TEXT SEGMENT =
It best to explain this entry after a long pause with the words that frequently come on my heart. Luke 2:19, “Mary treasured up all these things and pondered them in her heart.”
Bloggers neglect their sites, pay domaine fees, and occasionally post an article about what has prevented them from writing. The reality is, writers are constantly writing just as artist are always creating but most often the compositions formulate in their heads or in private journals that may never be seen.
I’m been in a season that required more pondering than publishing. My mind is crammed with projects I long to produce– canvases to paint, new techniques to master, and topics to dissect on this obscure outlet. When I started I was taught to build a platform for my writing. I had a Facebook page and I often used it to affirm my writing. I took a step back knowing it was a great time to do more pondering. The changes of recent years are indescribable, even to fellow believers. We are in a world that finds it difficult to walk by faith without tangible proof and justification. As I the years pass, I am discovering less is more in many ways.
Today I will simply post a paraphrased version of our year end update to start the process of writing again. Some of you were following along and it will recalibrate what will follow. I am hopeful to have shorter posts that may not come to a definitive conclusion. I’ve grown comfortable losing control and simply having faith that everything will work out and God will be glorified above all. It is liberating to come to this place. I won’t remove older posts that have been a part of the journey to where I’ve come to be. I won’t promise when I will write and won’t make it a routine. Social media platforms have transformed us in unhealthy ways. I hope introspective voices will grow in numbers to silence the narcissism that is prevalent today. Everyone has a story and a valuable testimony. I’ve tried to listen more and have enjoyed hearing simple details of life that once eluded me.
Blah! Another paragraph… what happened to brevity? I’m not going to proofread. I’m just going to stop writing, publish, and walk away from the computer.
December 31, 2018
Have you watched a surprise unfold where the blindfolded recipient is led somewhere with complete trust? Recent holiday ads and Christmas romance movies are flashing through my mind with this opening sentence. I hope you have had a December to remember and joyous 11 months preceding the holiday season as well. I’ve had visions of sugarplums and our holiday letter dancing in my head. The struggle to write a brief yet concise update has plagued me for weeks. I’m not sure how to put 2018 into words or offer prophetic optimism for 2019. We are walking by faith more than ever before and know what awaits us is larger and more valuable than a new BMW with a big red bow or a sparkly trinket in a tiny velvet box.
A stereotypical holiday letter is filled with proud moments from the year. Extra points for a photo from a vacation destination and bonus points for a family photo in coordinated outfits (especially if the outfits match the card design). I jest because I love to open holiday mail to stay in touch with family and friends. Thanks for including us if you’re still sending holiday greetings. I miss our long-time tradition of sending a Thanksgiving reflection and handmade card each year. I long to revive the tradition but realize I’m simply not able to invest the time I once did. Perhaps you’ll be surprised in the future to read a letter in November rather than January.

GIVEN DATA =

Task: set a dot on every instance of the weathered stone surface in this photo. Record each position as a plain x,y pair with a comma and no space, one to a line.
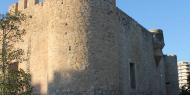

TASK OBJECTIVE = From the blog post, return the passage that begins with the words containing "A stereotypical holiday" and ends with "rather than January.", copied word for word.

SOLVED EXERCISE =
A stereotypical holiday letter is filled with proud moments from the year. Extra points for a photo from a vacation destination and bonus points for a family photo in coordinated outfits (especially if the outfits match the card design). I jest because I love to open holiday mail to stay in touch with family and friends. Thanks for including us if you’re still sending holiday greetings. I miss our long-time tradition of sending a Thanksgiving reflection and handmade card each year. I long to revive the tradition but realize I’m simply not able to invest the time I once did. Perhaps you’ll be surprised in the future to read a letter in November rather than January.